--- PASSAGE PROVIDED ---
I think this deserves a tl;dr... so here it is:
tl;dr: UDK - no Linux support,
iodoom3 - GPL too constrictive,
Unity - no linux support,
OGRE - *shudder*
Maratis - not as "complete" but active, open and friendly

Re: texture properties

I've tried many engines, and Maratis has all the specs I didn't find in other engines:
1) Written in C++
2) Usable with C++
3) OGG support
4) PNG support
5) TTF support
6) OpenGL support
7) OpenCL support
8) Bullet
9) Scriptable with LuaJIT
10) Usable with Code::Blocks and MinGW (because it makes around 8% faster code than VS, and compiles 30 times faster, and has better ANSI C++ support, and more C++1x features, and makes 64-bit code, and has native Linux support too)
11) Expandable Game and Editor with C++ plugin DLLs
12) Free
13) Source code
14) Active development and support
15) 32-bit and 64-bit Windows and Linux support
16) Android support (hopefully soon, or I could try to make it myself after testing the Linux version)
17) Support for own shaders
18) Fixed pipeline renderer support
19) Blender 2.5x exporter
20) Extremely fast (especially if you have seen the MinGW version)

Last edited by Lumooja (2012-03-09 16:03:11)

Re: texture properties

As an aside...

Lumooja wrote:

10) Usable with Code::Blocks and MinGW (because it makes around 8% faster code than VS, and compiles 30 times faster, and has better ANSI C++ support, and more C++1x features, and makes 64-bit code, and has native Linux support too)
20) Extremely fast (especially if you have seen the MinGW version)

Would love to get your version of this wink

Re: texture properties

Yeah, no problem. I can upload it somewhere on google sites, and also the .cbp project files for Code::Blocks IDE, so you can compile it yourself (and maybe anael wants to copy them into the official source too).

Last edited by Lumooja (2012-03-09 16:16:45)

Re: texture properties

Thank you for the posts. Finding out that other people have similar problems and experiences helps enormously. To speak about my own experiences: I don't know how many people have suggested to use Ogre. Some years ago I tried to install it, on Linux, of course.
--- ENTRIES PROVIDED ---
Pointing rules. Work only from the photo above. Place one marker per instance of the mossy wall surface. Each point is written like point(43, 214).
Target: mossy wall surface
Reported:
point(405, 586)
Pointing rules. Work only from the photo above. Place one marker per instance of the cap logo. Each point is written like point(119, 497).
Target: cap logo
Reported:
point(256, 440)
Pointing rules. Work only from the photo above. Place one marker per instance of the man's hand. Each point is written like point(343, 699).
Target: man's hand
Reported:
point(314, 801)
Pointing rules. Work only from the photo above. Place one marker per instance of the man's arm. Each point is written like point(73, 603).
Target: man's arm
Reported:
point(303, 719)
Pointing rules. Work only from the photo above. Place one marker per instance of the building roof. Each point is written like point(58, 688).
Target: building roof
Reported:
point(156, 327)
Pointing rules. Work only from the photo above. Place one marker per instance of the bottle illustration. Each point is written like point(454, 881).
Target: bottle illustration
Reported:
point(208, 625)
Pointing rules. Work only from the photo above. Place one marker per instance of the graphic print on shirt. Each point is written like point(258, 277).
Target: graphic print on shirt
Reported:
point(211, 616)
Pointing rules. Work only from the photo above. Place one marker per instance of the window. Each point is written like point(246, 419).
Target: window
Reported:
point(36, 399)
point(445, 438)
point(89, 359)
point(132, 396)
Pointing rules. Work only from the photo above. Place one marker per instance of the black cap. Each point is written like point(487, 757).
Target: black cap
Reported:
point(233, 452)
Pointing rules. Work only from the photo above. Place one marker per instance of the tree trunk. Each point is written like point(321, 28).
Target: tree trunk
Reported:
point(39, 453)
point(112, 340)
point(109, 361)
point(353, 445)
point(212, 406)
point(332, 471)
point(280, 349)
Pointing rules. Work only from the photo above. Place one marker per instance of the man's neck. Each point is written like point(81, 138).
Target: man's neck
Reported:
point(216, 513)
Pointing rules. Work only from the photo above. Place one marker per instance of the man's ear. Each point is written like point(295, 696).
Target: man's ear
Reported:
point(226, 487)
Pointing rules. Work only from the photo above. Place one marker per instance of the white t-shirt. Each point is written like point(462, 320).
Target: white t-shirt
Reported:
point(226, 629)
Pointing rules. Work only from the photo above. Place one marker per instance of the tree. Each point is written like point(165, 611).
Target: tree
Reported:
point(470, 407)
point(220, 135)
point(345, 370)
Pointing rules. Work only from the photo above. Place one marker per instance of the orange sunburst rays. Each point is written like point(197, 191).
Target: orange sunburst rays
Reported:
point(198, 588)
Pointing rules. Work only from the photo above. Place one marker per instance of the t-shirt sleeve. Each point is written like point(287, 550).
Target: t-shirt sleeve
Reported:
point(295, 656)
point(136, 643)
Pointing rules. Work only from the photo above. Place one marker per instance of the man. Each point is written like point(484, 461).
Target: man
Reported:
---
--- ENTRIES PROVIDED ---
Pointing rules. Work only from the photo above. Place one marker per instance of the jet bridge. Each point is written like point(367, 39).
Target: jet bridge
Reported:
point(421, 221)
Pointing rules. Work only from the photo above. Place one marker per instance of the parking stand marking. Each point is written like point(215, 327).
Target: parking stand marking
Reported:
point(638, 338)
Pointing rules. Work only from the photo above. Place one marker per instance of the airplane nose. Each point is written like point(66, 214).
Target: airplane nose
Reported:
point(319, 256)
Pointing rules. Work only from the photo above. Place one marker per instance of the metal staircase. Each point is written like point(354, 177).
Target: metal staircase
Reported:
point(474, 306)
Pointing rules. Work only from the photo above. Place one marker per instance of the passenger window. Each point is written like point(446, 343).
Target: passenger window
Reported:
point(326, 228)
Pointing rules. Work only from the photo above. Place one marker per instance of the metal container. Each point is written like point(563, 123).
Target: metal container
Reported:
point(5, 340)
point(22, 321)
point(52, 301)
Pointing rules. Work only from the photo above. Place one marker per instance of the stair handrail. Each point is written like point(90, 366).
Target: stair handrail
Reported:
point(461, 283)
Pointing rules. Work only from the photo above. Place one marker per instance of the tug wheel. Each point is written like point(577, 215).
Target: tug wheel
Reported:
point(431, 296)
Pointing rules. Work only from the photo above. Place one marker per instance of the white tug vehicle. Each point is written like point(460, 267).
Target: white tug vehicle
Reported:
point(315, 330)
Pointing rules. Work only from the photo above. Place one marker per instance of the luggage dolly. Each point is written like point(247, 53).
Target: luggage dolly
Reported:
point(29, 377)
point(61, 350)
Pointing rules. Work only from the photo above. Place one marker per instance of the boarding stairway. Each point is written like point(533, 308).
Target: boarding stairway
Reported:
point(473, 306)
---
**GIVEN INSTRUCTION**
Can you copy the stretch of the forum thread from "Would love to" through "Linux, of course." word for word? Work only from the forum thread and leave the records aside.

**REPLY TO THE EXERCISE**
Would love to get your version of this wink

Re: texture properties

Yeah, no problem. I can upload it somewhere on google sites, and also the .cbp project files for Code::Blocks IDE, so you can compile it yourself (and maybe anael wants to copy them into the official source too).

Last edited by Lumooja (2012-03-09 16:16:45)

Re: texture properties

Thank you for the posts. Finding out that other people have similar problems and experiences helps enormously. To speak about my own experiences: I don't know how many people have suggested to use Ogre. Some years ago I tried to install it, on Linux, of course.